*** SUPPLIED MATERIAL ***

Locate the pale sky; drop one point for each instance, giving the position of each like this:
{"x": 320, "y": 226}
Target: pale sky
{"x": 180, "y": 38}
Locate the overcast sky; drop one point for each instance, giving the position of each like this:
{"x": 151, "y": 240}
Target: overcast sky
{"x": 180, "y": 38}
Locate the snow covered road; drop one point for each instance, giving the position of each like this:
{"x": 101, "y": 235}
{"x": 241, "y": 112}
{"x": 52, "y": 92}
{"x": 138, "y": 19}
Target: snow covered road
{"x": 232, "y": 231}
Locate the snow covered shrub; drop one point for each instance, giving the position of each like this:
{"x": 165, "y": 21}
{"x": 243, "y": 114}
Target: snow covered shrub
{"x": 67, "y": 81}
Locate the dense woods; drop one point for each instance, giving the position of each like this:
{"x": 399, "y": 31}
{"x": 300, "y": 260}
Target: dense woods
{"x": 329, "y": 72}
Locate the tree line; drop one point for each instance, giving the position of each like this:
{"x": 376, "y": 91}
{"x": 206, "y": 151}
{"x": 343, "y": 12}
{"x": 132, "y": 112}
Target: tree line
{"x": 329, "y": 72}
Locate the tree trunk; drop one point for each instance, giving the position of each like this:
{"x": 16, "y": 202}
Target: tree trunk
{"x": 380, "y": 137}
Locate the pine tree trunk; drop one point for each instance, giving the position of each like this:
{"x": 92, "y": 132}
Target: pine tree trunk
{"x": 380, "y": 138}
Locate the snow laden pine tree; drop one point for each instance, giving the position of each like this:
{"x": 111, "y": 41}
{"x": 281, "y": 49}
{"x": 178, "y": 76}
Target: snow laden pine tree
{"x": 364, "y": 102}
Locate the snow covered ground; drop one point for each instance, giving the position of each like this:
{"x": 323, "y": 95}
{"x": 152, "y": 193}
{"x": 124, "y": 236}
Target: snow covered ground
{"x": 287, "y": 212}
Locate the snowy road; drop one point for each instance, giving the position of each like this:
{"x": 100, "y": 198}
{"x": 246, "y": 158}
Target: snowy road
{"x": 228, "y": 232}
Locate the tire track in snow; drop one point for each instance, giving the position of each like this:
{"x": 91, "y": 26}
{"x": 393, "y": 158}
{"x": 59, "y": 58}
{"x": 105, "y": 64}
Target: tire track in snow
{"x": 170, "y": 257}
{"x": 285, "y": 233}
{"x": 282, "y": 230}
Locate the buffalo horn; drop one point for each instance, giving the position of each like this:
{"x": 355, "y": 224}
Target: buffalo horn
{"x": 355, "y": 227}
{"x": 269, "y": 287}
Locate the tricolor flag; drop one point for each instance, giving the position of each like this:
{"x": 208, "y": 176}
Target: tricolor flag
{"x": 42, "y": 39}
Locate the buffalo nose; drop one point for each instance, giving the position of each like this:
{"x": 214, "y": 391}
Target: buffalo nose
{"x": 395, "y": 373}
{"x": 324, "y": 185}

***

**WORK ITEM**.
All records above must be set down exactly, please.

**WRITTEN SOLUTION**.
Locate the pale sky; drop one point for each instance, giving the position of each like this:
{"x": 320, "y": 226}
Target: pale sky
{"x": 180, "y": 38}
Locate the overcast sky; drop one point for each instance, giving the position of each like this:
{"x": 151, "y": 240}
Target: overcast sky
{"x": 180, "y": 38}
Locate the snow covered road; drop one point for each instance, giving the position of each like this:
{"x": 101, "y": 235}
{"x": 241, "y": 112}
{"x": 52, "y": 92}
{"x": 138, "y": 19}
Target: snow covered road
{"x": 232, "y": 231}
Locate the snow covered shrub; drop one point for each instance, giving the position of each like this:
{"x": 165, "y": 21}
{"x": 243, "y": 114}
Target: snow covered shrub
{"x": 67, "y": 81}
Locate the dense woods; drop one point for each instance, giving the position of each like this:
{"x": 399, "y": 31}
{"x": 300, "y": 260}
Target: dense woods
{"x": 329, "y": 72}
Locate the tree line; drop one point for each instance, giving the position of each like this:
{"x": 376, "y": 91}
{"x": 206, "y": 151}
{"x": 343, "y": 12}
{"x": 132, "y": 112}
Target: tree line
{"x": 329, "y": 72}
Locate the tree trunk; drop one point for each instance, giving the position of each like this:
{"x": 16, "y": 202}
Target: tree trunk
{"x": 380, "y": 137}
Locate the pine tree trunk; drop one point for each instance, giving the position of each like this:
{"x": 92, "y": 132}
Target: pine tree trunk
{"x": 380, "y": 138}
Locate the snow laden pine tree; drop one point for each instance, giving the position of each like this:
{"x": 111, "y": 41}
{"x": 281, "y": 49}
{"x": 178, "y": 76}
Target: snow laden pine tree
{"x": 364, "y": 102}
Locate the snow covered ground; drop one point for each instance, giving the position of each like this:
{"x": 323, "y": 95}
{"x": 152, "y": 193}
{"x": 124, "y": 236}
Target: snow covered ground
{"x": 287, "y": 212}
Locate the snowy road; drop one point for each instance, giving the position of each like this:
{"x": 100, "y": 198}
{"x": 246, "y": 158}
Target: snowy road
{"x": 228, "y": 232}
Locate the tire track in snow; drop one point for each instance, giving the position of each like this:
{"x": 91, "y": 26}
{"x": 393, "y": 158}
{"x": 59, "y": 58}
{"x": 105, "y": 64}
Target: tire track in snow
{"x": 170, "y": 257}
{"x": 285, "y": 233}
{"x": 282, "y": 230}
Locate the buffalo horn; drop one point for each instance, giving the position of each like this:
{"x": 355, "y": 224}
Target: buffalo horn
{"x": 355, "y": 227}
{"x": 269, "y": 287}
Locate the tricolor flag; drop one point for each instance, giving the position of each like this:
{"x": 208, "y": 176}
Target: tricolor flag
{"x": 42, "y": 39}
Locate the buffalo nose; drop one point for each instance, giving the position of each like this:
{"x": 214, "y": 391}
Target: buffalo nose
{"x": 395, "y": 373}
{"x": 324, "y": 185}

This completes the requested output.